Latin Amerika’da ise Üst Paleolitik döneme ve inanç ritüeline
ait ciddi verilere henüz ulaşılamamıştır. Maya
ve İnka gibi medeniyetlerde belirgin Ana Tanrıça kültünün olmadığı; bunun
yerine ikili, iyiyi ve kötüyü içeren tek tanrının avatarları biçiminde ortaya
çıkan totemik eril-dişi figürler görülmektedir.
Kuş Görünümlü Tanrıça yada Kadın figürü - antik Mısır, M.Ö 3500, boyalı pişmiş kil |
J. Bachofen’nin ilkel klanlardaki
anaerkil yaşamı anlattığı “Analık Hukuku”
kitabı (1861), H. Morgan’ın Amerika’daki yerlilerin komünal düzenini incelediği
“Eski Toplum” eseri, tanrıça ile
onun etrafında varolan-ölen-yeraltına inen erkek tanrı döngüsünü anlatan J. Frazer’in
“Altın Dal” (1910) adlı çalışması, Ana
Tanrıça tezinin argümanlarını oluşturmuştur. Ana Tanrıça’nın evrensel olduğuna
dair genel eğilim, Neolitik dönem ve sonrasındaki Mezopotamya ve Anadolu’daki
tanrıça ibadetlerine, tapınak bulgularına dayanmaktadır. Böylelikle,
Avrasya Paleolitik ile Mezopotamya Neolitik bulguları arasında Ari-Sami
ırklarının inanç arketiplerine dair koridora ulaşıldığı düşünülmüş ve lojik
olmaktan çok mitolojik bir tarih oluşturmuştur.
Farklı Tanrıça yâda Kadın Figürleri
Yılanlı
Girit Tanrıçası yâda kadın heykelciği, iki elinde iki
yılan tutmaktadır. (M.Ö. 16. yüzyıla ait 29 cm yüksekliğindeki eser, Girit
Knossos’daki Minos Sarayı’nda bulundu) Neolitik
sonrası figürdeki tanrıçanın açık göğüsleri bereketinin; elinde tuttuğu
yılanlar ise doğaya hâkimiyetinin sembolü olarak yorumlandı. Toprak-bereket
tanrıçasından haz ve aşk tanrıçasına dönüşümün -İştar’dan Afrodit’e uzanan yol-
öncülü ve simgesi olduğu düşünüldü. Girit/Minos uygarlığının kullandığı
yazılı dile, kültüre ait önemli bulgular olsa da -ana tanrıçaya insan kurban etme ritüellerinin olduğuna dair işaretler
vardır- sembolik düzeninin tam olarak çözülememesi nedeniyle; yılan tutan kadının
tanrıça mı, rahibe mi, yoksa saray
mensubu bir kadın mı olduğuna dair hiçbir bilgi yoktur.

• **Verilen Bilgiler**
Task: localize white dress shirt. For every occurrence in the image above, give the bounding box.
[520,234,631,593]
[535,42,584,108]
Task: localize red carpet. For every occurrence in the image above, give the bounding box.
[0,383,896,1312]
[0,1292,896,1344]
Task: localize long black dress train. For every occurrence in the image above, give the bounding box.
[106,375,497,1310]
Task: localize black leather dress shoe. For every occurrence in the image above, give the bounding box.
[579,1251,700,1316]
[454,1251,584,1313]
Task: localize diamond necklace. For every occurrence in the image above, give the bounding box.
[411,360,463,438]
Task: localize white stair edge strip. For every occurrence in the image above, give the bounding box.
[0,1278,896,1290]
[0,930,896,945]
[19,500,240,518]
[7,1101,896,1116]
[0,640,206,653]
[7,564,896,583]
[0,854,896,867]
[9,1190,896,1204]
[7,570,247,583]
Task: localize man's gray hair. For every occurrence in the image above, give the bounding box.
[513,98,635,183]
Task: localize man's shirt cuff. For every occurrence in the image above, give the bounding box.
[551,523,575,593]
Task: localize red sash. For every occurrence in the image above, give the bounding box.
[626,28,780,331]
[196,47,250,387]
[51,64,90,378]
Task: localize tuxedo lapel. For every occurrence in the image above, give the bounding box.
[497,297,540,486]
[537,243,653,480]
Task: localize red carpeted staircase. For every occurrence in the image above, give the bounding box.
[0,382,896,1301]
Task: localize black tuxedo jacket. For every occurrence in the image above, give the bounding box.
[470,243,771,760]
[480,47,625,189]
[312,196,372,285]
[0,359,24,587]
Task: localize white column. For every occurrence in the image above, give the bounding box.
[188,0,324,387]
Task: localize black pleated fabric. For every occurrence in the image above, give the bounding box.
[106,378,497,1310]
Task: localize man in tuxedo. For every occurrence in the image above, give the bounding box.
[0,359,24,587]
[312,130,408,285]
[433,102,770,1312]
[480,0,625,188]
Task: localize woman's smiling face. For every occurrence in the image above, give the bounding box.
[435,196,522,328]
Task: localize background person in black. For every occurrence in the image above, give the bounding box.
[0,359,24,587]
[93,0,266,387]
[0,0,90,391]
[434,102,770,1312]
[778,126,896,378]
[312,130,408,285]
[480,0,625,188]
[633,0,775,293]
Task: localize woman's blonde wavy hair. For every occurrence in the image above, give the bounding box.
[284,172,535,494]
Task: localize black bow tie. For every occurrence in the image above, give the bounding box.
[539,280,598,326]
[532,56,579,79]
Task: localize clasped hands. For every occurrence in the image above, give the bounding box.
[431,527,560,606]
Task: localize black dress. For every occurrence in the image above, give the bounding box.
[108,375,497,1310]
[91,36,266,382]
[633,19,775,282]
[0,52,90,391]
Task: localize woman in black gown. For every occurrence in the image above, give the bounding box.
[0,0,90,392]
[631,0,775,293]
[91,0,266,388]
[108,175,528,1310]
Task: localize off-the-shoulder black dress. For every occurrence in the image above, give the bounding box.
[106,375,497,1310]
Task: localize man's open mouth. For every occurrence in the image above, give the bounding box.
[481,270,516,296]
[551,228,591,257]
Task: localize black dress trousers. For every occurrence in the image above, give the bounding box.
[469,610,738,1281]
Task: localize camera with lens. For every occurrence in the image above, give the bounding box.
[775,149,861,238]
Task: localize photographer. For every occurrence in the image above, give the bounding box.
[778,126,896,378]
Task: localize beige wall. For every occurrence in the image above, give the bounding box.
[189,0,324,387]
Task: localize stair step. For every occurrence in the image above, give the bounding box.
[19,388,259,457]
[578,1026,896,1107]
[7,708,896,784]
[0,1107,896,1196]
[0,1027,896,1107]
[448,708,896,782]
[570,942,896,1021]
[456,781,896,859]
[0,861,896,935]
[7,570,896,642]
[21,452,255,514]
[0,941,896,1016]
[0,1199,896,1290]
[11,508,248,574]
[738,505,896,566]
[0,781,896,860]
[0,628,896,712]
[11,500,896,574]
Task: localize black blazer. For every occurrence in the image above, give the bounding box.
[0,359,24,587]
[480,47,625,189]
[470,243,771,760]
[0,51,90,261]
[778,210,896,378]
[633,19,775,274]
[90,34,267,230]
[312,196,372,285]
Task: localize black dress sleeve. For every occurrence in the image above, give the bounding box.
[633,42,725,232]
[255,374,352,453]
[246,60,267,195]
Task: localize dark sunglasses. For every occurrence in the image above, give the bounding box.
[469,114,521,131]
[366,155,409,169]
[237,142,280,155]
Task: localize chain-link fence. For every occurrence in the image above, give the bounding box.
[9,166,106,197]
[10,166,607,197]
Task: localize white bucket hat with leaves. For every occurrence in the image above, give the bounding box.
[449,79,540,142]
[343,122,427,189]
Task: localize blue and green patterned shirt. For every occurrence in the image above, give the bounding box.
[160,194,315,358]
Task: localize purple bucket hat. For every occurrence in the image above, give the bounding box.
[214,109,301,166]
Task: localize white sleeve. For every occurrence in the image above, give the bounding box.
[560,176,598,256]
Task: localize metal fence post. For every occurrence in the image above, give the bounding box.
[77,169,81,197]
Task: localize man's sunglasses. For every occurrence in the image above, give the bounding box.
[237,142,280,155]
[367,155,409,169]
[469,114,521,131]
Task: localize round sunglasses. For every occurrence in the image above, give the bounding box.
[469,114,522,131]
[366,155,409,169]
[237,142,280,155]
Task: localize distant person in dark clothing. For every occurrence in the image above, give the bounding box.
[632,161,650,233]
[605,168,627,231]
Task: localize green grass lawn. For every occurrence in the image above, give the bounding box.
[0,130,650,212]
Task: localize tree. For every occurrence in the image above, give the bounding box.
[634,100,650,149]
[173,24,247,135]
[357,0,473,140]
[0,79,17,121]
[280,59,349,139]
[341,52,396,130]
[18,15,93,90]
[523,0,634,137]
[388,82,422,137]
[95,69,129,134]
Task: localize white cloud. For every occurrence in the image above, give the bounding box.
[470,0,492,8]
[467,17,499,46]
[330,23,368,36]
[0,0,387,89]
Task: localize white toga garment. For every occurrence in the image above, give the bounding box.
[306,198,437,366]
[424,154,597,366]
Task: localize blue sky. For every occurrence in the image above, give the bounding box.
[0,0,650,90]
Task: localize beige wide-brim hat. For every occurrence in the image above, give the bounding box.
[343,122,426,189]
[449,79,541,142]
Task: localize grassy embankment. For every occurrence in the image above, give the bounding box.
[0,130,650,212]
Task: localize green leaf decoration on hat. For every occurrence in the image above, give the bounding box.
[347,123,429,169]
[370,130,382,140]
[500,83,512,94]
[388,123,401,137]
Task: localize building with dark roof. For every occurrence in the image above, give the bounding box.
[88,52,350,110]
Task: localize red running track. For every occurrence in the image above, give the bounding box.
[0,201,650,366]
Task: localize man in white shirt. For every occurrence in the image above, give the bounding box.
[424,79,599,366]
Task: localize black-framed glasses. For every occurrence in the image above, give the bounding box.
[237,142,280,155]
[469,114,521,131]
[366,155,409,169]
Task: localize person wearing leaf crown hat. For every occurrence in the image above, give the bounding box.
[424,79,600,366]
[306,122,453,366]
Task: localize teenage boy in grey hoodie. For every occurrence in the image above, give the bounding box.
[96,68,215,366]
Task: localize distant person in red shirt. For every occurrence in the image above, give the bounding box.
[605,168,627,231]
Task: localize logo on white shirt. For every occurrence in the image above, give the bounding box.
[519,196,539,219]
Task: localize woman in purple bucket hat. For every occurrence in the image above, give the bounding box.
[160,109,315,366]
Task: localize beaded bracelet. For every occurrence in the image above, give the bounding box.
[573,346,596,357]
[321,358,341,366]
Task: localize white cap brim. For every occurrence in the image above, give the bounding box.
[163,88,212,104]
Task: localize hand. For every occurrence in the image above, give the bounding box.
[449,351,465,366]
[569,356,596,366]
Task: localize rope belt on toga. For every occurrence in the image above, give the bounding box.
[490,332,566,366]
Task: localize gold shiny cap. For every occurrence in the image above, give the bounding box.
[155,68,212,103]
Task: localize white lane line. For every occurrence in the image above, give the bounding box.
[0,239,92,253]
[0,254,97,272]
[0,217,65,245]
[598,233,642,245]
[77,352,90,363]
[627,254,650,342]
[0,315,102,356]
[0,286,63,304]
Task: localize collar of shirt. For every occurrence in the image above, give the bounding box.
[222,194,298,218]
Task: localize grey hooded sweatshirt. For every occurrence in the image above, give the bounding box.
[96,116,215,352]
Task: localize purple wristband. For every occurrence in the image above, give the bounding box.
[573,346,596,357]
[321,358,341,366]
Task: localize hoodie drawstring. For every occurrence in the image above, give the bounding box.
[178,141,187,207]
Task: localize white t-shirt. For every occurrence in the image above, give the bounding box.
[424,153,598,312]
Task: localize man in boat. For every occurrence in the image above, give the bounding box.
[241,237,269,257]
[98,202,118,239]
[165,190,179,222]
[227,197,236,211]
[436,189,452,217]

• **Yapılacak İşler**
A – Metinde Ana Tanrıça tezinin argümanlarını oluşturduğu belirtilen eserleri yazarlarıyla birlikte listeleyin.
B – Metni üç cümlede özetleyin.
Bu materyal başka bir kaynaktan alınmıştır.

• **Sıralı Sonuçlar**
A –
- J. Bachofen, "Analık Hukuku" (1861)
- H. Morgan, "Eski Toplum"
- J. Frazer, "Altın Dal" (1910)

B – Ana Tanrıça tezinin argümanları Bachofen, Morgan ve Frazer'in çalışmalarına dayanır; tanrıçanın evrensel olduğuna dair eğilim ise Neolitik dönem ve sonrasında Mezopotamya ve Anadolu'daki tanrıça ibadetlerine ve tapınak bulgularına dayanmaktadır. Latin Amerika'da Üst Paleolitik döneme ait ciddi veri bulunmamaktadır; Maya ve İnka gibi medeniyetlerde belirgin bir Ana Tanrıça kültü yerine totemik eril-dişi figürler görülür. Knossos'taki Minos Sarayı'nda bulunan yılanlı Girit figürünün göğüsleri bereketin, yılanları doğaya hâkimiyetin sembolü olarak yorumlanmıştır; ancak figürün tanrıça mı, rahibe mi, yoksa saray mensubu bir kadın mı olduğu bilinmemektedir.